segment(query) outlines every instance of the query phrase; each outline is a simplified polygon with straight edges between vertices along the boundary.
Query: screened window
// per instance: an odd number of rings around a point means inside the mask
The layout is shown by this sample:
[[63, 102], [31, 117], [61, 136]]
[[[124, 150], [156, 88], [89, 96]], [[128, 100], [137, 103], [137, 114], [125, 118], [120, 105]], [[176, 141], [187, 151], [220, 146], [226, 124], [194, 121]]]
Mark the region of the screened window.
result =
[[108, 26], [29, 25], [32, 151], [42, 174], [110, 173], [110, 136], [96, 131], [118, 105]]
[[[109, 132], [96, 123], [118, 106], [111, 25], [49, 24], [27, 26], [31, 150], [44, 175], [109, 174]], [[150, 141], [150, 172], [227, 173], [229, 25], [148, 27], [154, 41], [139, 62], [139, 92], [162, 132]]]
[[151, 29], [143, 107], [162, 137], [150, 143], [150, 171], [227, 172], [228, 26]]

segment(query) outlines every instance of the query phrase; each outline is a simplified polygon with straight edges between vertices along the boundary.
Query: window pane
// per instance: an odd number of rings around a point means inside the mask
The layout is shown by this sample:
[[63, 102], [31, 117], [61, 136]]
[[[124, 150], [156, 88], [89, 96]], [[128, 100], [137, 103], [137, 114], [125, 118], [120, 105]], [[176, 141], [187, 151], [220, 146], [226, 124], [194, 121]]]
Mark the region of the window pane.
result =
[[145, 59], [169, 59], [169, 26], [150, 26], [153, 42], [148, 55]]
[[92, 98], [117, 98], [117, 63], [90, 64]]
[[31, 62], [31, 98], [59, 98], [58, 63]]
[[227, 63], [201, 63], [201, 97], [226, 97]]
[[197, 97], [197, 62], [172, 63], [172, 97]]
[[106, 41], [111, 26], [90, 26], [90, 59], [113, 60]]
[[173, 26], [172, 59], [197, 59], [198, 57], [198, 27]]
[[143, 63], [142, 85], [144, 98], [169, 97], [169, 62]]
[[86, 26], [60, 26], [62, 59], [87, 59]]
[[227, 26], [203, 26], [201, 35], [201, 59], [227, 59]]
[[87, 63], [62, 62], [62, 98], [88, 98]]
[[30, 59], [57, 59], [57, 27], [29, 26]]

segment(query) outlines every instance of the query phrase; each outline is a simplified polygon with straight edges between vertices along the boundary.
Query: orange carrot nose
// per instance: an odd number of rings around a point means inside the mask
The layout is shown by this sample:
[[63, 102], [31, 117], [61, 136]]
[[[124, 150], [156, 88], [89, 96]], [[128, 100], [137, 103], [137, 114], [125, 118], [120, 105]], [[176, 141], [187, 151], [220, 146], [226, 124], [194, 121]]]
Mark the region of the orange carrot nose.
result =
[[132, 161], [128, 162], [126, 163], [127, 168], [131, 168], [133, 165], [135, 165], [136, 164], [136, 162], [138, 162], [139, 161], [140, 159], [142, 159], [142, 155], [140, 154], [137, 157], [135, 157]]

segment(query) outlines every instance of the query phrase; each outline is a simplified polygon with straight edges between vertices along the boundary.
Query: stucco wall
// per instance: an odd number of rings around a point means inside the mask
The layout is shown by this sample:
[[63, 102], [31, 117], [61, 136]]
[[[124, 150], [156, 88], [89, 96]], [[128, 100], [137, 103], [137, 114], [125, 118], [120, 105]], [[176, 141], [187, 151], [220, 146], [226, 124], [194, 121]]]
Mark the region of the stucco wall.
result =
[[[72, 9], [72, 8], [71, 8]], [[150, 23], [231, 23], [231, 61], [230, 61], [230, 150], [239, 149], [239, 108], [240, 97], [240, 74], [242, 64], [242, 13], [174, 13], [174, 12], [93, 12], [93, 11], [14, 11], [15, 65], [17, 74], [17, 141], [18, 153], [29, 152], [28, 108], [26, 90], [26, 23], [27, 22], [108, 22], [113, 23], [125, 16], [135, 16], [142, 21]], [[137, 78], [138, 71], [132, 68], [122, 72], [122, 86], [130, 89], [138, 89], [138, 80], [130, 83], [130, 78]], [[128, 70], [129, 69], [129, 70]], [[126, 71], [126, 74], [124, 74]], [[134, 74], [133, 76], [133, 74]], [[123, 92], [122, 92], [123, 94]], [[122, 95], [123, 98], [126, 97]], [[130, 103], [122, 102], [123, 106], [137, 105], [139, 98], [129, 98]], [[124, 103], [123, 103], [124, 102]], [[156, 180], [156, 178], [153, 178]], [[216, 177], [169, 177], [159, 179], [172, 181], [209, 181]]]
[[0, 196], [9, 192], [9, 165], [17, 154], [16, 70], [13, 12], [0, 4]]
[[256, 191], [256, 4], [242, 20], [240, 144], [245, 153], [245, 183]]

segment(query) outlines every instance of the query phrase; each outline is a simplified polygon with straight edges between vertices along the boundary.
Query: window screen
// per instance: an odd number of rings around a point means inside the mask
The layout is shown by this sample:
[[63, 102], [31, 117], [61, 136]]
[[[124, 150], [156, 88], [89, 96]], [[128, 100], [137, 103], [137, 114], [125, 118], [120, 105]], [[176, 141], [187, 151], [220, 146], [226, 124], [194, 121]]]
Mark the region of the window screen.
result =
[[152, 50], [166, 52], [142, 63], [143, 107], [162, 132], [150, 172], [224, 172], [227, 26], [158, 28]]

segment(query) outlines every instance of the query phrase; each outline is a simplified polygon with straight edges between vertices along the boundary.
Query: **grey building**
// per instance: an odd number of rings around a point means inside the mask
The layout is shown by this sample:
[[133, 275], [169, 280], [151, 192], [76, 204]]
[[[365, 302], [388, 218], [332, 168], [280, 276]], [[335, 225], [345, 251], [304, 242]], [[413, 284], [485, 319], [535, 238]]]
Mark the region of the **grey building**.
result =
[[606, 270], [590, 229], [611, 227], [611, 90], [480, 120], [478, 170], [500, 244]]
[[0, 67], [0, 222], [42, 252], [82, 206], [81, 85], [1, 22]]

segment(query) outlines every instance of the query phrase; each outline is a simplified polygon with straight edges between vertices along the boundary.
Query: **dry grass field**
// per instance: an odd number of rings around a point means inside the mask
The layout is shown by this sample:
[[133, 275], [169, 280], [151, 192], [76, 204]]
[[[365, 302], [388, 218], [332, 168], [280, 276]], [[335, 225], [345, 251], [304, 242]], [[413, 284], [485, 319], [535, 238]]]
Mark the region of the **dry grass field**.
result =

- **Goal**:
Copy the material above back out, exactly as written.

- **Exercise output**:
segment(query) outlines every instance of the query phrase; each outline is a simplified polygon with straight edges between vertices along the boundary.
Query: screened window
// per instance: an odd number of rings around a point means inside the mask
The layout is shown by this sample:
[[63, 102], [31, 117], [61, 136]]
[[[124, 150], [156, 88], [89, 96]], [[128, 100], [137, 103], [137, 114], [125, 118], [120, 105]], [[176, 141], [187, 151], [220, 146], [226, 124], [194, 121]]]
Mark the region of the screened window.
result =
[[108, 26], [29, 25], [32, 151], [42, 174], [110, 173], [110, 136], [96, 131], [118, 105]]
[[[109, 132], [96, 123], [118, 106], [111, 25], [49, 24], [27, 26], [31, 150], [44, 175], [109, 174]], [[150, 141], [150, 172], [227, 173], [229, 25], [148, 27], [154, 41], [139, 62], [139, 92], [162, 132]]]
[[151, 29], [143, 107], [162, 137], [150, 143], [150, 171], [227, 172], [228, 26]]

segment(query) outlines every instance of the query phrase; each outline is a simplified polygon with straight edges between vertices along the boundary.
Query: window pane
// per instance: an odd number of rings around a point means inside the mask
The layout is shown by this sample:
[[63, 102], [31, 117], [61, 136]]
[[[124, 150], [156, 88], [89, 96]], [[128, 100], [137, 103], [137, 114], [125, 118], [120, 105]], [[176, 141], [187, 151], [220, 146], [226, 124], [194, 121]]]
Mark the region of the window pane.
result =
[[145, 59], [169, 59], [169, 26], [150, 26], [153, 42], [148, 55]]
[[92, 98], [117, 98], [117, 63], [90, 64]]
[[31, 62], [31, 98], [59, 98], [58, 63]]
[[227, 63], [201, 63], [201, 97], [226, 97]]
[[197, 97], [197, 62], [172, 63], [172, 97]]
[[106, 41], [111, 26], [90, 26], [90, 59], [113, 60]]
[[173, 26], [172, 59], [197, 59], [198, 57], [198, 27]]
[[143, 63], [142, 85], [144, 98], [169, 97], [169, 62]]
[[86, 26], [60, 26], [62, 59], [87, 59]]
[[227, 26], [203, 26], [201, 35], [201, 59], [227, 59]]
[[87, 63], [62, 62], [62, 98], [88, 98]]
[[30, 59], [57, 59], [57, 27], [29, 26]]

segment(query) outlines every instance of the query phrase; each outline is a simplified polygon with straight edges between vertices along the boundary.
Query: orange carrot nose
// per instance: an odd number of rings around a point means inside the mask
The layout is shown by this sample:
[[63, 102], [31, 117], [61, 136]]
[[[124, 150], [156, 88], [89, 96]], [[128, 100], [137, 103], [137, 114], [125, 118], [120, 105]], [[176, 141], [187, 151], [220, 146], [226, 124], [194, 121]]]
Mark the region of the orange carrot nose.
result =
[[132, 161], [128, 162], [126, 163], [127, 168], [131, 168], [133, 165], [135, 165], [136, 164], [136, 162], [138, 162], [139, 161], [140, 159], [142, 159], [142, 155], [140, 154], [137, 157], [135, 157]]

segment(query) outlines every instance of the query phrase; each outline is a simplified polygon with straight edges between vertices along the boundary.
Query: stucco wall
// per instance: an odd number of rings around a point means inside the mask
The layout is shown by this sample:
[[63, 102], [31, 117], [61, 136]]
[[[124, 150], [156, 88], [89, 96]], [[128, 100], [137, 103], [137, 114], [125, 118], [120, 105]], [[176, 141], [187, 151], [220, 146], [226, 124], [194, 121]]]
Mark the region of the stucco wall.
result =
[[[72, 9], [72, 8], [71, 8]], [[150, 23], [231, 23], [231, 61], [230, 61], [230, 150], [239, 149], [239, 108], [240, 97], [240, 74], [242, 64], [242, 13], [174, 13], [174, 12], [93, 12], [93, 11], [14, 11], [15, 65], [17, 74], [17, 141], [18, 153], [29, 152], [28, 108], [26, 90], [26, 23], [27, 22], [108, 22], [113, 23], [125, 16], [135, 16], [142, 21]], [[137, 78], [138, 71], [132, 68], [122, 72], [122, 86], [130, 89], [138, 89], [138, 80], [130, 83], [130, 78]], [[128, 70], [129, 69], [129, 70]], [[126, 71], [126, 74], [124, 74]], [[134, 74], [133, 76], [133, 74]], [[123, 92], [122, 92], [123, 94]], [[122, 95], [123, 98], [126, 97]], [[130, 103], [122, 102], [123, 106], [137, 105], [139, 98], [129, 98]], [[124, 103], [123, 103], [124, 102]], [[156, 180], [156, 178], [153, 178]], [[216, 177], [169, 177], [159, 179], [172, 181], [209, 181]]]
[[0, 196], [9, 192], [9, 165], [17, 154], [16, 70], [13, 12], [0, 4]]
[[256, 191], [256, 4], [242, 20], [240, 144], [245, 153], [245, 183]]

segment(query) outlines every instance of the query phrase; each outline is a simplified polygon with straight edges between vertices along the boundary.
Query: window screen
// per instance: an odd number of rings around a point means inside the mask
The layout is shown by this sample:
[[63, 102], [31, 117], [61, 136]]
[[[124, 150], [156, 88], [89, 96]], [[128, 100], [137, 103], [137, 114], [125, 118], [120, 105]], [[176, 141], [187, 151], [220, 146], [226, 124], [194, 121]]]
Mark the region of the window screen.
result =
[[152, 50], [166, 52], [142, 63], [143, 107], [162, 132], [150, 172], [224, 172], [227, 26], [158, 28]]

segment(query) outlines every instance of the query phrase; each outline is a simplified polygon with straight edges between vertices along the boundary.
Query: **grey building**
// per instance: an odd number of rings around a point means inside the mask
The layout is shown by this sample:
[[133, 275], [169, 280], [151, 192], [76, 204]]
[[[365, 302], [388, 218], [332, 168], [280, 276]], [[335, 225], [345, 251], [304, 242]], [[413, 284], [485, 319], [535, 238]]]
Mark the region of the **grey building**.
result =
[[606, 270], [590, 229], [611, 227], [611, 90], [480, 120], [478, 170], [500, 244]]
[[0, 67], [0, 222], [42, 252], [82, 206], [81, 85], [1, 22]]

segment(query) outlines every instance of the query phrase; each outline is a simplified polygon with straight edges between vertices along the boundary.
Query: **dry grass field**
// per instance: an odd number of rings around a point means inside the mask
The layout is shown by this sample:
[[133, 275], [169, 280], [151, 192], [76, 204]]
[[[365, 302], [388, 218], [332, 168], [280, 276]], [[335, 225], [345, 251], [304, 242]], [[413, 284], [485, 319], [535, 238]]]
Mark the region of the **dry grass field**.
result =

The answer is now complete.